Ignorance, Ignominy, and Other ig- Words
In the words ignominy, ignoble, and words related to ignore, the prefix ig- means not.
Words Related to Lack of Knowledge
Ignorance and its related forms come from the Latin verb ignorare, “not to know.”
Initially the English verb ignore meant “to be ignorant of.” Like “J’ignore” in modern French, “I ignore” meant simply, “I don’t know.”
In modern English ignore means “to refuse to take notice (of).” Ex. “I always smile and say ‘Hello,’ but she ignores me.”
ignorance and ignorant
Both these words relate to the fact or condition of not knowing something. As everyone is born ignorant, no shame should attach to the mere fact of being ignorant. However, the words have acquired negative connotations and both are often used to insult, hurt, or condemn.
For example, when Emilia discovers Desdemona’s dead body, ignorant is one of the terms of abuse she hurls at Othello:
Emilia: Thou has not half that power to do me harm
As I have to be hurt. O gull! O dolt!

* _ENTRIES_:
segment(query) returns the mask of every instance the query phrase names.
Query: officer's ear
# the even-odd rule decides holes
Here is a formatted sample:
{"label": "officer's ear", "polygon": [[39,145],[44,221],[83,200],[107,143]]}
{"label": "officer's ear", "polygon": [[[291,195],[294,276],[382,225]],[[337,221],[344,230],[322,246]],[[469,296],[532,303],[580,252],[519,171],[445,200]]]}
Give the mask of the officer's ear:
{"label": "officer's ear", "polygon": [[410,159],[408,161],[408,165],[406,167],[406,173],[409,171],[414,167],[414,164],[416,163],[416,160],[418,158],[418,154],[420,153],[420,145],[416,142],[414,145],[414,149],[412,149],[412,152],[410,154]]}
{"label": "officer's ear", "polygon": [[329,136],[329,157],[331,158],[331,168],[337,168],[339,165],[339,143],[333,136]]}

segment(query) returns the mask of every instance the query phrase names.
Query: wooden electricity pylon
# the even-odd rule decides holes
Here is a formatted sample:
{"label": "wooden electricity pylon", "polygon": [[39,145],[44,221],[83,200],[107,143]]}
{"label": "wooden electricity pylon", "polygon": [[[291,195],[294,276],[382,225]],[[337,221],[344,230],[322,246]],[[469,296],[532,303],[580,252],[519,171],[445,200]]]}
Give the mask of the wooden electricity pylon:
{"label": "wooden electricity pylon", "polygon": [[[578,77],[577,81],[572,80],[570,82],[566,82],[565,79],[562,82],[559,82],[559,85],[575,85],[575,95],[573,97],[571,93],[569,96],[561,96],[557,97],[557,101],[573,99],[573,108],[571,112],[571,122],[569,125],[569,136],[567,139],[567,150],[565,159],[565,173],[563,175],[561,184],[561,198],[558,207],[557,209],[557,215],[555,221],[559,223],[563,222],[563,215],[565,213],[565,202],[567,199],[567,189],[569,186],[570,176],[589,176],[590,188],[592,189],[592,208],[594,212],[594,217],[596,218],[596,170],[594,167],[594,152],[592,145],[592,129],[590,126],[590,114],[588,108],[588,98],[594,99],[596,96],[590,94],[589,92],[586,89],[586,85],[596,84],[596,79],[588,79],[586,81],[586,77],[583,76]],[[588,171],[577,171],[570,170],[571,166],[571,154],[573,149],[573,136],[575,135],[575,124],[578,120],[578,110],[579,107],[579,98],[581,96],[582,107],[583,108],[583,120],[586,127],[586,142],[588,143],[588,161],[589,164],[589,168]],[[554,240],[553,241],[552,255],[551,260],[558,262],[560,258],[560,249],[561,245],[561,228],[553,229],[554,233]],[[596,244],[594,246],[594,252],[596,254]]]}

* _TO BE DONE_:
**a.** List every English word beginning with "ig-" that the text on ig- words mentions.
**b.** According to the text on ig- words, what did the English verb "ignore" mean at first?

* _PER-TASK ANSWERS_:
**a.** ignorance, ignominy, ignoble, ignore, ignorant

**b.** It meant "to be ignorant of."